TASK DIRECTIONS | Reproduce the records below verbatim, starting with the line that contains "Phrase -- metal desk leg" and continuing through the end of the records.

DATA TO PROCESS |
::::::::::

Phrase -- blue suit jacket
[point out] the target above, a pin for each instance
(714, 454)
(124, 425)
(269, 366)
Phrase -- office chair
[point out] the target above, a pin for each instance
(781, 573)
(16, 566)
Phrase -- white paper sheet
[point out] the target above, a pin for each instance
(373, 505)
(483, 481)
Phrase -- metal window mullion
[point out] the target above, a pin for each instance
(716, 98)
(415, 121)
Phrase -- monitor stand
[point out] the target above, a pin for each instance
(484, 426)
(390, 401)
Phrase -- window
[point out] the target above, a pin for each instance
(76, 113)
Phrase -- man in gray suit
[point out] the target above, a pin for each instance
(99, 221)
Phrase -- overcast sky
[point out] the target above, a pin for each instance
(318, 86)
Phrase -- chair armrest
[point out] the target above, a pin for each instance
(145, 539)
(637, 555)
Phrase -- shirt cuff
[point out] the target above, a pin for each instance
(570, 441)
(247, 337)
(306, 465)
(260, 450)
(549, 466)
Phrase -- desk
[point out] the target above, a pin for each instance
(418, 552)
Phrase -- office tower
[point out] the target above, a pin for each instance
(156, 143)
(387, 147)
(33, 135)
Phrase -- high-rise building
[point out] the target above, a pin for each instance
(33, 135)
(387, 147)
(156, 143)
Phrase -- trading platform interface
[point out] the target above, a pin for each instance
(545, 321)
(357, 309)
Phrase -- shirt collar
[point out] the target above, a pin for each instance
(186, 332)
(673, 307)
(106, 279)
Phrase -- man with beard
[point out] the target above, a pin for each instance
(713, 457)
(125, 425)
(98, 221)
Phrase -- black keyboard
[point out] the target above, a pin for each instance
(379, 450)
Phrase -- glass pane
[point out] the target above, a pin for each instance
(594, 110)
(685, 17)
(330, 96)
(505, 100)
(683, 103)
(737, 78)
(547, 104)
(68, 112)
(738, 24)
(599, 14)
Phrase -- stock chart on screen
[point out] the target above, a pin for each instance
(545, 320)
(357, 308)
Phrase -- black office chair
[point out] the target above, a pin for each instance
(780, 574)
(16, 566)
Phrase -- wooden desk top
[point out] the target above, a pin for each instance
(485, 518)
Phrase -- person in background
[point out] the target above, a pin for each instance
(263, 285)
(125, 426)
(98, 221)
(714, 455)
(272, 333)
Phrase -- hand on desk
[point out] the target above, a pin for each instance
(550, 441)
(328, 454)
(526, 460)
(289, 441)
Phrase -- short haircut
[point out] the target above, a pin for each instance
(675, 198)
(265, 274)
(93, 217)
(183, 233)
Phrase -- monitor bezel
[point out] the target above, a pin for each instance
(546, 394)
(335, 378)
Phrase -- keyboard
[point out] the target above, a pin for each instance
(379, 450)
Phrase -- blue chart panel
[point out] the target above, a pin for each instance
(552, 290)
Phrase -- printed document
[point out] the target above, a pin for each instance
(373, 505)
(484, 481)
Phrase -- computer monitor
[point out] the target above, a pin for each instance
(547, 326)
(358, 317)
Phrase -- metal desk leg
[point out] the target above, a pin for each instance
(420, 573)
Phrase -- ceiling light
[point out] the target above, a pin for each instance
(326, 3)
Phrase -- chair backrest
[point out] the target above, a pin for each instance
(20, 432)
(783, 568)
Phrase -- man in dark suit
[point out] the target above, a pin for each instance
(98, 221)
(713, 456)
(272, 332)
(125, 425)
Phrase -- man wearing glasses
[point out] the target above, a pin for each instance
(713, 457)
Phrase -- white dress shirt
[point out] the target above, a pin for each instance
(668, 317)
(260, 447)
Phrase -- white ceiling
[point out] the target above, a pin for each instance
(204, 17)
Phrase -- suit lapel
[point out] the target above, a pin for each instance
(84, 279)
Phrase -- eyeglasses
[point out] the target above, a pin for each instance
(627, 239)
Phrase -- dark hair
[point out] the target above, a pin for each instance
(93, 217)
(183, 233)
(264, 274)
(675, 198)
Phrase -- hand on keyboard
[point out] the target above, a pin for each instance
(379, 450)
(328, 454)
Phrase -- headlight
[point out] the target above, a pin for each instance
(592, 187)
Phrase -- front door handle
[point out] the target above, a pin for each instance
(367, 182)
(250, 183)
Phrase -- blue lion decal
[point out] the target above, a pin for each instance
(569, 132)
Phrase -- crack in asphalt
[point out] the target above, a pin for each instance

::::::::::

FINISHED EXERCISE |
Phrase -- metal desk leg
[point out] the target above, a pin for each instance
(420, 573)
Phrase -- ceiling light
[point out] the target above, a pin for each instance
(326, 3)
Phrase -- chair backrest
[point out] the target above, a pin for each instance
(20, 432)
(783, 568)
Phrase -- man in dark suit
[point out] the target above, a pin for each instance
(98, 221)
(713, 456)
(272, 332)
(125, 425)
Phrase -- man wearing glasses
[point out] the target above, a pin for each instance
(713, 457)
Phrase -- white dress shirt
[point out] the target above, a pin for each instance
(668, 317)
(260, 447)
Phrase -- white ceiling
[point out] the target above, a pin for each instance
(204, 17)
Phrase -- suit lapel
[point out] the target above, a pin for each instance
(84, 279)
Phrase -- eyeglasses
[point out] the target above, a pin for each instance
(627, 239)
Phrase -- dark hair
[point out] the target above, a pin for each instance
(93, 217)
(183, 233)
(264, 274)
(675, 198)
Phrase -- hand on keyboard
[point out] the target above, a pin for each instance
(379, 450)
(328, 454)
Phrase -- headlight
[point out] the target above, a pin for each instance
(592, 187)
Phrase -- front door handle
[point out] the target above, a pin for each instance
(367, 182)
(250, 183)
Phrase -- blue lion decal
[point out] the target above, a pin for each instance
(569, 132)
Phrase -- crack in asphalt
[point out] the target above, a pin for each instance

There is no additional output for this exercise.